Posted in books by jrahman on December 10, 2020

Arguably, to write a work of fiction, all one needs is imagination, whereas non-fiction requires knowledge about the subject matter. I don’t know whether this makes it easier to write fiction than non-fiction, but it is certainly easier to write about non-fiction than fiction. To write about a book on, say, international labour mobility in the twenty first century, one needs to answer a few questions: what is the book’s central claim; is this claim novel; and is it credible? How does one write about a novel about migration?

Even that question might be problematic! How does one decide what’s a novel about? What’s the purpose of a novel? To preach or proselytise? To educate, or persuade? Is it a work of polemics, or entertainment? I guess many a seminar in literature departments of many a university would have failed to reach answers to these questions. One simple approach, necessarily subjective, would perhaps start with the notion that a novel ultimately has to depend on the story and characters, and to write about it, one would need to answer —how do we feel about these characters and their journeys?

Saved entries
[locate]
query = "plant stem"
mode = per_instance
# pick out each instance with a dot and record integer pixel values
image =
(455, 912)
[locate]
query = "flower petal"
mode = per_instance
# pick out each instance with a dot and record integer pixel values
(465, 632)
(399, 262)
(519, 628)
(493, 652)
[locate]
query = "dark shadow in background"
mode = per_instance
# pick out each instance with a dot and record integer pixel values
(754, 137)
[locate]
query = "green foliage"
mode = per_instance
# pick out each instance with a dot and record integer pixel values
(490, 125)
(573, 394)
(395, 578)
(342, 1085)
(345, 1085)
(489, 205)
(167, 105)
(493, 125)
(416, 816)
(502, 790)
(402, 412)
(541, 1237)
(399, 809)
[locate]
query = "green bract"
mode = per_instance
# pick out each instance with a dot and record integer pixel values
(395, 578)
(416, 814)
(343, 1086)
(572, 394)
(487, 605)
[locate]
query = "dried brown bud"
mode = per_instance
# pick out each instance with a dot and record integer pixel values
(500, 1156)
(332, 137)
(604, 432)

▶ PARTS OF THE EXERCISE:
1. In the post above on writing about fiction and non-fiction, what three questions does one need to answer to write about a non-fiction book?
2. Carry the post on writing about novels forward from its last sentence.

▶ ANSWER LIST:
1. What the book's central claim is, whether that claim is novel, and whether it is credible.

2.
It was a surreal feeling reading two novels about migration —international labour mobility in the twenty first century — back in late March, when labour mobility around the world screeched to a halt. Modern world has seen economic disruptions, natural disasters, and war. They usually lead to movement of people. This time has been different. But chances are that people will be moving again soon, and Amitabh Ghosh’s Gun Island and Mohsin Hamid’s Exit West will continue to be relevant.

In the meantime, how do I feel about the two novels as works of fiction months after reading them?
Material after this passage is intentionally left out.